TEXTO:
++++
Ambiente May 7, 2022

¿Es posible un diálogo con el neoextractivismo?

Desde comienzos de este siglo el paradigma de desarrollo neoextractivo se impuso con violencia en la región tanto en gobiernos conservadores como progresistas. Cuando el interlocutor únicamente actúa con represión, sentarse a dialogar suele enfrentar limitaciones, repudios y malos entendidos.
Sociólogo e integrante de la Escuela de Salud y Ambientalismo Popular

Hace décadas que la megaminería a cielo abierto se desarrolla en la región latinoamericana con fuertes resistencias de las poblaciones que ven como el avance de esta actividad contamina, se queda con las tierras que cultivan y trabajan, destruye sus estilos de vida y reprime toda defensa del medioambiente y los ecosistemas. En Argentina este modelo comenzó a instalarse con fuerza a partir del 2003. Actualmente, en el marco de la transición energética comandada por el norte global y la necesidad de divisas para pagar la deuda con el FMI, va en camino a intensificarse y con ello a aumentar los problemas socioambientales que acarrea y por los cuales en siete provincias fue prohibido por gracias a la resistencia popular.
++++
DATOS RECOPILADOS:
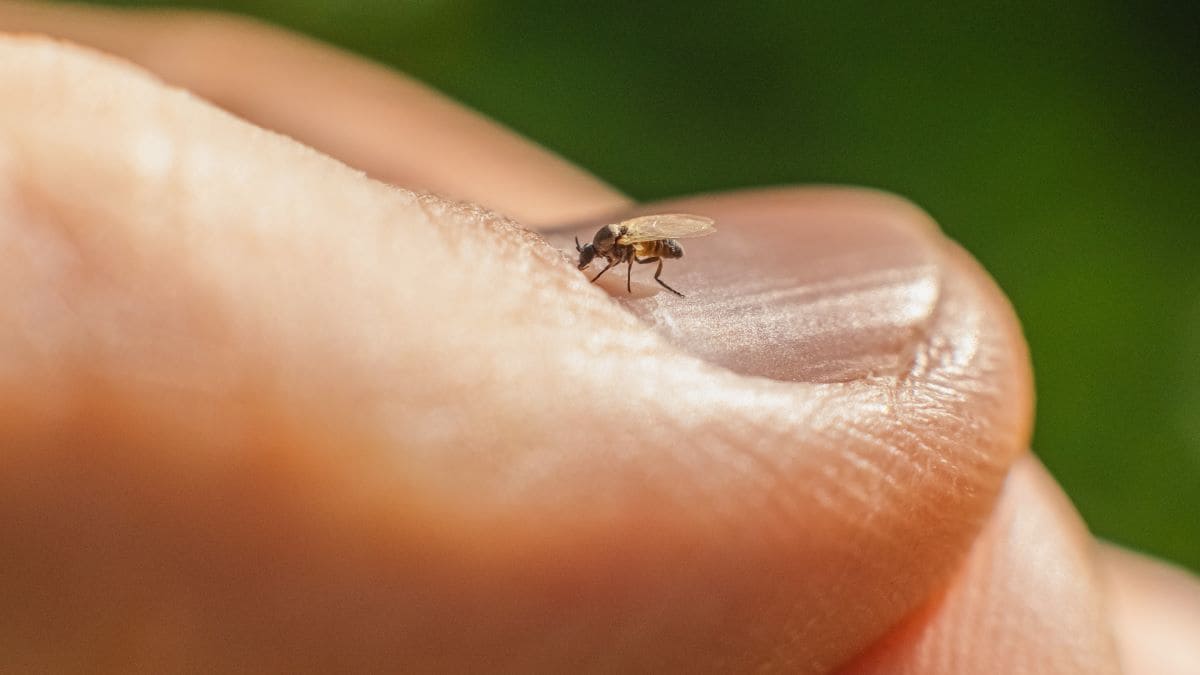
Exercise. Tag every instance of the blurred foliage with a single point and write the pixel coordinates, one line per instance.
++++
LISTA DE TAREAS:
1. Según el texto sobre el neoextractivismo, ¿a partir de qué año comenzó a instalarse con fuerza en Argentina el modelo de megaminería?
2. Retoma el texto sobre el neoextractivismo y continúalo después de su última oración.
Los datos no intervienen en estas tareas.

RESPUESTAS ESPERADAS:
1. A partir del 2003.

2.
Las consecuencias sociales y ecosistémicas sobre los territorios afectados por la minería a cielo abierto son múltiples: contaminación del suelo, aire y agua; deforestación; control de los ríos; destrucción de humedales; desalojos violentos de comunidades y acaparamiento de tierras. En definitiva, se trata de una serie de pasivos socioambientales que pagan las poblaciones y las comunidades campesino indígenas. A esto se le suman mayores niveles de desigualdad social e innumerables conflictos socioterritoriales.

Asimismo, en Argentina el accionar de las trasnacionales mineras se encuentra amparado por un andamiaje legal heredado del neoliberalismo de la década de 1990 que las habilita a pagar pocas regalías. 

Las facilidades son muchas para una actividad tan onerosa en términos ambientales y sociales. Por ejemplo, las empresas dan cuenta de sus exportaciones una vez llegadas a puerto de destino y mediante declaraciones juradas, por lo que no existe control público respecto a los minerales extraídos. A su vez, las compañías se encuentran eximidas de liquidar dólares dentro del país.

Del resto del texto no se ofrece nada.